> WRITTEN PROBLEM 1
Report how many lines of the records contain the string "slice", giving only the number. Case counts.
== TEXT SHOWN ==
Marco Rice and Beans

Time to check in and see how the Challenge went for you!?

I am proud at myself how much space I made in my pantry this last week and also how much money I saved in the grocery store. I have to admit that it somehow makes me a bit uneasy to have such an empty pantry – like I would expect whatever apocalypse coming upon us at any minute – but I think that may be a very natural feeling to have when you are in charge of cooking food in your family – sometimes as often as 2 times a day..

I think that next grocery store run means to stock back up but on grains and beans and pasta which makes it easier to whip up a meal last minute when you decide to do so.. – but that said, at least I managed a shift on the expiry date front and can now start with fresh resources and make smarter choices…

Big lessons learned:  Do a pantry challenge at least every 6 month! Stop buying hummus and start using the 4 jars of Tahini! and last but not least..: dried beans are not for me  (although cheaper) – I prefer canned!
===
== EXTRACTED RECORDS ==
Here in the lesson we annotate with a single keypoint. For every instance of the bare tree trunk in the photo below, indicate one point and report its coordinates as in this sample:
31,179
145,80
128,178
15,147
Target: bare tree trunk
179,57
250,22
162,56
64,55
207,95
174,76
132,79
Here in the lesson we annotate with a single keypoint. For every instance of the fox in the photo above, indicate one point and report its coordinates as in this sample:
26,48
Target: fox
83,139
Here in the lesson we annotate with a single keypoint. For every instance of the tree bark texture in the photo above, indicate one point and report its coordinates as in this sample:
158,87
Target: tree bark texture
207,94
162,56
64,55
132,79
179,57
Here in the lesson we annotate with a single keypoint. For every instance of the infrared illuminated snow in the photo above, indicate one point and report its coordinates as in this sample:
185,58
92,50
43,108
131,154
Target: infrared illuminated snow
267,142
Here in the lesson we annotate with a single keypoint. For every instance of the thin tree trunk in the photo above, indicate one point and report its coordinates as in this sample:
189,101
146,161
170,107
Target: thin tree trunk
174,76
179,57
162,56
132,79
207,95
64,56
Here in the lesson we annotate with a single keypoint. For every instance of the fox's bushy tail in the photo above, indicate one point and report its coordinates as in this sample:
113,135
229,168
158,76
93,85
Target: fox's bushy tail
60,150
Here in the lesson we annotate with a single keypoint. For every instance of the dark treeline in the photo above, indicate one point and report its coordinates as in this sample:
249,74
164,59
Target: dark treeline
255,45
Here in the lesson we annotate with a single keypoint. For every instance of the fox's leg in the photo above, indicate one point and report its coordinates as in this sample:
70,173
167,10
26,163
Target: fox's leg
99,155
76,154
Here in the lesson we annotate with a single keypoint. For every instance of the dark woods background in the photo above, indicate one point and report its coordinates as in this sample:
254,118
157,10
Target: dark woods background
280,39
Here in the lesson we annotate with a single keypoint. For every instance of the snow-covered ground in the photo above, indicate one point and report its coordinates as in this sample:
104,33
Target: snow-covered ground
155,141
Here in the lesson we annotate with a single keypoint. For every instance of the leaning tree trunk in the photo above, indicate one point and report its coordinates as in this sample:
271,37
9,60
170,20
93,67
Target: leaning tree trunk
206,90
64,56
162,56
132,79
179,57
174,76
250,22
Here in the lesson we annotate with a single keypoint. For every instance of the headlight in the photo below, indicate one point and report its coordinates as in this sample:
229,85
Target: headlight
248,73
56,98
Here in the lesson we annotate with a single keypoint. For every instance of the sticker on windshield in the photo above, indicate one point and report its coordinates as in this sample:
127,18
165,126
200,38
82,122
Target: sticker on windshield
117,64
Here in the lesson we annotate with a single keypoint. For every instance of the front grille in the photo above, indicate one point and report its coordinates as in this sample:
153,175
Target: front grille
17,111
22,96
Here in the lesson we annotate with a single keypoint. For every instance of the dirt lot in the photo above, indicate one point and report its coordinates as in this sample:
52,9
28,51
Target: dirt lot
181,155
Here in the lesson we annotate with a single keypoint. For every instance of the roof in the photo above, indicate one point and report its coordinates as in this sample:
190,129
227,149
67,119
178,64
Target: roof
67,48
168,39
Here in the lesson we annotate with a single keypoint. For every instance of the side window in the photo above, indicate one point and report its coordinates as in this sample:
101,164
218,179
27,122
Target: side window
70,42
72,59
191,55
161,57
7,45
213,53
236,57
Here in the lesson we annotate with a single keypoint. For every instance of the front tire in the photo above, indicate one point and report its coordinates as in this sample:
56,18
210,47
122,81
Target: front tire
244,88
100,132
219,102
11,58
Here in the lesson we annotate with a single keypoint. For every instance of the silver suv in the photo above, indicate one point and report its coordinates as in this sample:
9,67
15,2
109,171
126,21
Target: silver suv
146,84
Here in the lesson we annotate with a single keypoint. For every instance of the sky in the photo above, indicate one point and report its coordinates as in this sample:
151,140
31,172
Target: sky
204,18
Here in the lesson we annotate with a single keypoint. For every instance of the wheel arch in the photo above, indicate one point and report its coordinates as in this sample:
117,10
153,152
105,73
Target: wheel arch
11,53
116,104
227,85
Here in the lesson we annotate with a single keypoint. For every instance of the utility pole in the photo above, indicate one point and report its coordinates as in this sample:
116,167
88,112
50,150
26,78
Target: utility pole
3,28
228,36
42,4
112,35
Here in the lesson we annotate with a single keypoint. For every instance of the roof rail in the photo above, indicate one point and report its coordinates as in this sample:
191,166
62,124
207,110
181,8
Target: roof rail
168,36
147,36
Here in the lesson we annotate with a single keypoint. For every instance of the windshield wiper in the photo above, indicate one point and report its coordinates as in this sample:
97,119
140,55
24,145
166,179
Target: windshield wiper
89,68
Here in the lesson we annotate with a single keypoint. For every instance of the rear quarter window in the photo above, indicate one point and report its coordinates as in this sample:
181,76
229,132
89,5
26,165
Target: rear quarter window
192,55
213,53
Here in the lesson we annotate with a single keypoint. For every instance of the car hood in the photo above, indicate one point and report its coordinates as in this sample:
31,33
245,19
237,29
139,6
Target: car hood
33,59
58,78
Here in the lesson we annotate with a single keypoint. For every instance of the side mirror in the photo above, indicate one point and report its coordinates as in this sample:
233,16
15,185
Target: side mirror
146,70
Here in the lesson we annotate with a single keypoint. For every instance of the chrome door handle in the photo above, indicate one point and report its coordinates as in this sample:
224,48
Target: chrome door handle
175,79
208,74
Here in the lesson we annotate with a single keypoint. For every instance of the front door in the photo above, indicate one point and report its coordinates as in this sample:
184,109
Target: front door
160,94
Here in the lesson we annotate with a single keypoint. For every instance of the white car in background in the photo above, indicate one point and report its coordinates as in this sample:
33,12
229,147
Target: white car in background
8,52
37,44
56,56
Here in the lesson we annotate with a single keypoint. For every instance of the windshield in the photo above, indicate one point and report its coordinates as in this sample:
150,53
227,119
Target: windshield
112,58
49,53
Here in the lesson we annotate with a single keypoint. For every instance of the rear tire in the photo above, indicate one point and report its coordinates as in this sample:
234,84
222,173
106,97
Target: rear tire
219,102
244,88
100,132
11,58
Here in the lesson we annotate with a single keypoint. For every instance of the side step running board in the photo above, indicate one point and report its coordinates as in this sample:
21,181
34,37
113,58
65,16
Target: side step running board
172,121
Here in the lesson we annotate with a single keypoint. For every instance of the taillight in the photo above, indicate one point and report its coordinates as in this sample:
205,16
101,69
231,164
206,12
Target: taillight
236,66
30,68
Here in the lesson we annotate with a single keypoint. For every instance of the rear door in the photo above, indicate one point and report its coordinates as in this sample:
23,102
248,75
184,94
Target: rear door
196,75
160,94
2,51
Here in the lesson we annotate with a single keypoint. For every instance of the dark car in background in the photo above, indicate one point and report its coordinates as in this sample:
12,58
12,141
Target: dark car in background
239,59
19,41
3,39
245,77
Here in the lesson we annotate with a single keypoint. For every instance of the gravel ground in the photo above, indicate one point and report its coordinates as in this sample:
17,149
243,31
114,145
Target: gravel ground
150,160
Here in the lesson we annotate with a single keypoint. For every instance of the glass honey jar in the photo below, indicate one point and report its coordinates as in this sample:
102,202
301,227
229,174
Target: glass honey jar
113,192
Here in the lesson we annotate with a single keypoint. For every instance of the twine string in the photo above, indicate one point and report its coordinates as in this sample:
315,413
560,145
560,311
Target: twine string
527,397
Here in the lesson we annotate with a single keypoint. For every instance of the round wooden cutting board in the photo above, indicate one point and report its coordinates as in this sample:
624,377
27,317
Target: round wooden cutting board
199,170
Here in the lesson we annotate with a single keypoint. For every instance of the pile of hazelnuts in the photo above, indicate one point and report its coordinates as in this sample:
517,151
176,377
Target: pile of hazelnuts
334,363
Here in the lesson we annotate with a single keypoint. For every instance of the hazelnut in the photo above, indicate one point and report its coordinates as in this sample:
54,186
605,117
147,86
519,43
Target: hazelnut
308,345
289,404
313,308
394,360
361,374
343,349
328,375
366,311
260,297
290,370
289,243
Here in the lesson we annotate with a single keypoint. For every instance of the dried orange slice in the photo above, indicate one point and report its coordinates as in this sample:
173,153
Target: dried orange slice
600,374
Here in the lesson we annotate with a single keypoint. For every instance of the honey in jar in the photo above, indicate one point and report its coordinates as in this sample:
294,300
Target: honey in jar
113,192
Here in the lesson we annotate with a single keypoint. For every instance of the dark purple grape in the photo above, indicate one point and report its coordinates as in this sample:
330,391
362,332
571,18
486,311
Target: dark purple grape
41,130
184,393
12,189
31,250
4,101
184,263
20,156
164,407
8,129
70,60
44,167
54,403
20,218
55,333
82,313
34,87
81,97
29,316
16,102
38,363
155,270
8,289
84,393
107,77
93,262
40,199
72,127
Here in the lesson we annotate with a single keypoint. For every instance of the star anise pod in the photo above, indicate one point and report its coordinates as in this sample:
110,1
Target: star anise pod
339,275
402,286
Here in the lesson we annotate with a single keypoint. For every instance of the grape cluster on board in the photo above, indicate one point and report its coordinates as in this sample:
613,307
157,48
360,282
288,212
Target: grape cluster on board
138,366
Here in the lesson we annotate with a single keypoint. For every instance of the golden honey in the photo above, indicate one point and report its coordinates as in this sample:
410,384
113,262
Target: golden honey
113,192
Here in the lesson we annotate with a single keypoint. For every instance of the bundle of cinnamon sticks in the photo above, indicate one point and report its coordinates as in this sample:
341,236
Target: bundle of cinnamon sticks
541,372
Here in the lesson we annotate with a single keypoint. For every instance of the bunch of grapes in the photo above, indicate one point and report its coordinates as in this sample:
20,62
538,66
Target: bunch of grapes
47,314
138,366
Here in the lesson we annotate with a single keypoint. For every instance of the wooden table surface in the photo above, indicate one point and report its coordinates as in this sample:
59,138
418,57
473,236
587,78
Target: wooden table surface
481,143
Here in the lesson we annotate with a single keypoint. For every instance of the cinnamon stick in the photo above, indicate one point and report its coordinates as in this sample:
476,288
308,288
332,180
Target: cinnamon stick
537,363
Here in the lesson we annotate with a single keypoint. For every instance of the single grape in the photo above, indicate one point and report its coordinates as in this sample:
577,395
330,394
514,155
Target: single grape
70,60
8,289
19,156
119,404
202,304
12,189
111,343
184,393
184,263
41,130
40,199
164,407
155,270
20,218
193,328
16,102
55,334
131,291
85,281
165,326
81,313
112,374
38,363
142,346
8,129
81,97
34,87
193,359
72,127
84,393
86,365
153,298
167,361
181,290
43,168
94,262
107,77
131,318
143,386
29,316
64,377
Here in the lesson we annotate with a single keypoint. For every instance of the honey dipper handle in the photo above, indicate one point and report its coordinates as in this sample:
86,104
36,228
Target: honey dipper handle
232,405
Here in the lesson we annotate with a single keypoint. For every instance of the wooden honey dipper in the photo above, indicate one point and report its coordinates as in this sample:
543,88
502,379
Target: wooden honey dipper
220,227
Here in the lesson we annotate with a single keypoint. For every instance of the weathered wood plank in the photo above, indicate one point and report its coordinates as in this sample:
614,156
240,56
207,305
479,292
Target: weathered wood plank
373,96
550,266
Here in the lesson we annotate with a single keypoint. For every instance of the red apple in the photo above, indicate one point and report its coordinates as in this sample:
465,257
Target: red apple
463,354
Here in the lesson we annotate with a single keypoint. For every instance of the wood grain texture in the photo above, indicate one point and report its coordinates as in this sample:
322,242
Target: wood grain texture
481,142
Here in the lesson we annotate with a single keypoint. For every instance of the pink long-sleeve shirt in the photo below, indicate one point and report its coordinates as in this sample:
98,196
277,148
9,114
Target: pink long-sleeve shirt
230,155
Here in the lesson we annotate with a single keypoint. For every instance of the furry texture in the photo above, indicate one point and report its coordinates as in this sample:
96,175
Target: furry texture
===
> WRITTEN PROBLEM 2
In the rice and beans post, begin at the words "Marco Rice and Beans" and stop after "times a day..". Copy that passage, swapping "pantry" for "cupboard".

> WORKED ANSWER 1
2

> WORKED ANSWER 2
Marco Rice and Beans

Time to check in and see how the Challenge went for you!?

I am proud at myself how much space I made in my cupboard this last week and also how much money I saved in the grocery store. I have to admit that it somehow makes me a bit uneasy to have such an empty cupboard – like I would expect whatever apocalypse coming upon us at any minute – but I think that may be a very natural feeling to have when you are in charge of cooking food in your family – sometimes as often as 2 times a day..